Source data
__________

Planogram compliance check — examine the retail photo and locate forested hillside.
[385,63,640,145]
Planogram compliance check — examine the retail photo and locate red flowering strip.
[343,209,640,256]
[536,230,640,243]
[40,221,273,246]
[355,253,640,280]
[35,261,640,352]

__________

**Set problem:** Please rewrite all the lines above, replacing "Planogram compliance check" with "Shelf layout audit" and leaving everything else unchanged.

**Reply to the task:**
Shelf layout audit — examine the retail photo and locate forested hillside.
[385,63,640,145]
Shelf layout audit — examine the retail photo and locate red flowering strip.
[343,209,640,256]
[536,230,640,243]
[40,221,273,246]
[355,253,640,280]
[35,261,640,352]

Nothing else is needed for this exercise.